→ PASSAGE FOR REVIEW
--------------------------------

From “The Awakened Brain: The New Science of Spirituality and Our Quest for an Inspired Life” by Lisa Miller, PhD
Our collaborative Columbia team began to look at possible genetic correlates of depression and spirituality. We identified four single candidate genes associated with the neurotransmitters in the brain systems of depression and spirituality, and assessed these genes in the children and grandchildren of individuals at high and low risk for depression. We found that dopamine, serotonin, one of their transporters (called VMAT1), and oxytocin are all positively associated with a high level of importance of spirituality or religion. The genes for the neurotransmitters associated with bonding, transcendence, vitality in life, and a deep sense of peace and well-being are within the system of the awakened brain, and all directly correlate with personal spirituality. Interestingly, these same genes are correlated with both personal spirituality and depression, but in opposite dominant-recessive directions, suggesting once again that depression and spiritual awareness share some common physiology – that there is shared neural ground between spirituality on the one hand and depression on the other,
We all have the neural wiring for awakened awareness. What do recessive and dominant genes suggest? Only that just as some people see color more vividly, with more rods and cones in their eyes, so some people see the hues of awakened awareness more readily. Let this not be another realm for ranking or comparing ourselves to others. We all have what we need for awakened awareness, a doorway into a broad range of personal journeys and adventures, a common portal to a more unified and loving world. We share a foundational, neura, genetic common ground, and we each uniquely experience awakened life based on our own vibrant perceptual constellation.

--------------------------------

→ SUPPLIED RECORDS
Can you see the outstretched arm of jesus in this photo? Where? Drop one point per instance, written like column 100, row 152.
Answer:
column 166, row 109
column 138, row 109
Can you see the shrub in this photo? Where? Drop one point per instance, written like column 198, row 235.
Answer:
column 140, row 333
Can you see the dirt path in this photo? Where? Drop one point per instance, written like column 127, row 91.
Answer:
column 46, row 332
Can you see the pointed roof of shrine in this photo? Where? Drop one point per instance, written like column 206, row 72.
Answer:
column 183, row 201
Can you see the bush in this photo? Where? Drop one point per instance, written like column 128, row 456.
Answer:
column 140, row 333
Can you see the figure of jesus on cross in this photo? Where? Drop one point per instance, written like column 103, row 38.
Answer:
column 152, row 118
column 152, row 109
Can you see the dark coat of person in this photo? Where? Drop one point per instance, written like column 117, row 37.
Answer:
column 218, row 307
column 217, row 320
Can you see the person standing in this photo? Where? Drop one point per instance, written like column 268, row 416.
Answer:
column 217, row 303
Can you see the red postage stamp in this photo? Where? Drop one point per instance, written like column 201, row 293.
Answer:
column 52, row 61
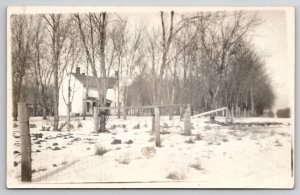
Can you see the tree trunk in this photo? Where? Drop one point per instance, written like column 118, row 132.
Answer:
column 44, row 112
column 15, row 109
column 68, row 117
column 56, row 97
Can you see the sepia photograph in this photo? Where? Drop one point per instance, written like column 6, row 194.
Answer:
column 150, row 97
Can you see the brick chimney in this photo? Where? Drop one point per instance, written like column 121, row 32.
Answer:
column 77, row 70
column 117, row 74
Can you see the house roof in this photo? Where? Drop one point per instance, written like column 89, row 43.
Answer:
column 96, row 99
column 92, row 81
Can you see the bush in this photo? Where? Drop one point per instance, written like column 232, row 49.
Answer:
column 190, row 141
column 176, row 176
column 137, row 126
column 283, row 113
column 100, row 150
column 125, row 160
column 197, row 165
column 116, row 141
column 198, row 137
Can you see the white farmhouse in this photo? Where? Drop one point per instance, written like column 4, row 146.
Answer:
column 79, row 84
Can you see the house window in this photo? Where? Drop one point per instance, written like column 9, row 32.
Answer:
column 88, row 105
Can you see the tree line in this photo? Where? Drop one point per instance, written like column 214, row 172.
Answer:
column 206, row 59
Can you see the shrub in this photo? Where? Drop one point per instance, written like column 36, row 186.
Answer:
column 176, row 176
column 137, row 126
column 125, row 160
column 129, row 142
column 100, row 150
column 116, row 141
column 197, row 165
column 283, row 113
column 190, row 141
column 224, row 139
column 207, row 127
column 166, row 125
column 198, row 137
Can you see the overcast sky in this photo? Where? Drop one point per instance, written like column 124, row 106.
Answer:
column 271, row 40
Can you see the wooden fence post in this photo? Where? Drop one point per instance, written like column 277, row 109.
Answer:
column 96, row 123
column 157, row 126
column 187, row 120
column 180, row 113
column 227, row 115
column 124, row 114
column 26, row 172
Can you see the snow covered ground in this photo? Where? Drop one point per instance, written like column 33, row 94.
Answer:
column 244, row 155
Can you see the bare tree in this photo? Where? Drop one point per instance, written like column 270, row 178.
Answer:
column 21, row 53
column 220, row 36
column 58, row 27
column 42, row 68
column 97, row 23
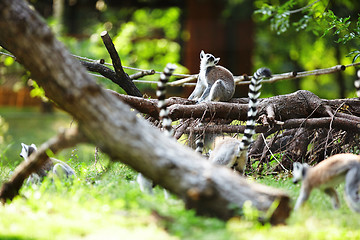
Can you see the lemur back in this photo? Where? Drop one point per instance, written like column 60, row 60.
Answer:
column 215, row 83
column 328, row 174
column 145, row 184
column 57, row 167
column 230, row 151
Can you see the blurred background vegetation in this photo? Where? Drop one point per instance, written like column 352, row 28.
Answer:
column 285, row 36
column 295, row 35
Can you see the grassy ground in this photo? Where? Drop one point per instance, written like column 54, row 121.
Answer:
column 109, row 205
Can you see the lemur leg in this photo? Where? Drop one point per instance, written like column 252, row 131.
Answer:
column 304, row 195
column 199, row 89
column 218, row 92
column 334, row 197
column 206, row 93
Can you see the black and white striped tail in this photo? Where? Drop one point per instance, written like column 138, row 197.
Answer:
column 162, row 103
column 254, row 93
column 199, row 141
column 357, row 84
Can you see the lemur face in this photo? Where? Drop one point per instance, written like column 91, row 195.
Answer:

--------------------------------

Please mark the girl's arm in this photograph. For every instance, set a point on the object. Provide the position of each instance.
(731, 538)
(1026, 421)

--------------------------------

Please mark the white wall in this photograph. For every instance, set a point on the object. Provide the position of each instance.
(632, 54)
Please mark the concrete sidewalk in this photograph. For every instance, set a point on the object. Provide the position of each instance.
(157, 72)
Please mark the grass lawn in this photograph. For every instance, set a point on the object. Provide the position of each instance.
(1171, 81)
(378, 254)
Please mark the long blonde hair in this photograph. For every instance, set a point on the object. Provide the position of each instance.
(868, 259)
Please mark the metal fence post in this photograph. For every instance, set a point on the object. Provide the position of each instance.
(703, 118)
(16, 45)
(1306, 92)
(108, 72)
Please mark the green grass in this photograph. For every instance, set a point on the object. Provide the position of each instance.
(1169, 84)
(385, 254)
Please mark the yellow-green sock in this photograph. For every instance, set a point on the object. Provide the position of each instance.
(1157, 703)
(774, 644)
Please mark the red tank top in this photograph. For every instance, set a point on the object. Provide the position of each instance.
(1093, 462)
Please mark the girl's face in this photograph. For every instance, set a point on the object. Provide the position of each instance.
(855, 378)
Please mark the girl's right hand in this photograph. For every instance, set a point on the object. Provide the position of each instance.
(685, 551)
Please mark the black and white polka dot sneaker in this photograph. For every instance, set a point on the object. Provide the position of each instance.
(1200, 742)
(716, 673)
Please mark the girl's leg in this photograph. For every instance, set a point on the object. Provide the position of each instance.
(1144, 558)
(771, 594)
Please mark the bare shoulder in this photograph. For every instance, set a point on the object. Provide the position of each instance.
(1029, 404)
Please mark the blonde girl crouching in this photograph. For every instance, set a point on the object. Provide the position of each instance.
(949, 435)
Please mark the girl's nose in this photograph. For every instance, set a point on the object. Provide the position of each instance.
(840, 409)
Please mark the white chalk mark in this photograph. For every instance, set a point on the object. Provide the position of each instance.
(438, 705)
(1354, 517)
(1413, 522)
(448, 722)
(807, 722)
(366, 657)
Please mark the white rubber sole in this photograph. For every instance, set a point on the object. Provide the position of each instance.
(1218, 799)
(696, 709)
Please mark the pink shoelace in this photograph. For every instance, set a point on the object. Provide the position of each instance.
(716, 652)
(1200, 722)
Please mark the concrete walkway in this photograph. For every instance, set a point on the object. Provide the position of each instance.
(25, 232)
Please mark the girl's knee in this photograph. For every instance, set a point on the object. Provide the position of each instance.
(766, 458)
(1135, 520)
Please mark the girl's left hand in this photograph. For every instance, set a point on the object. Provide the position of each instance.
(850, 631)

--------------------------------

→ WORK ORDER A
Translate this sentence from the passage on spirituality and the brain above into Spanish: "Let this not be another realm for ranking or comparing ourselves to others."
→ WORK ORDER B
Write the next few sentences of the passage on spirituality and the brain above, starting after its final sentence.

→ WRITTEN RESPONSE A
Que este no sea otro ámbito para clasificarnos o compararnos con los demás.

→ WRITTEN RESPONSE B
Our work on single candidate genes brings high resolution to Dr. Kendler’s landmark twin study on the general heritable component of spirituality. He found that one-third of the impact on our spirituality comes from genes. That means that two-thirds of the impact on our spirituality comes from how we cultivate our natural capacity. Spiritual awakening depends more on the deliberate use of our inner life than it does on our relative endowment from biology. Biology is a contributing factor to our capacity – but it doesn’t stand alone to define our destiny. Each of us has a choice in how we engage with the world. This can give us enormous respect and compassion for ourselves and for every person, because we all exist within the shared landscape of spirituality. We are all on a path of awakening, again and again facing new challenges, closing and opening doors, moving ever and always toward greater awakening.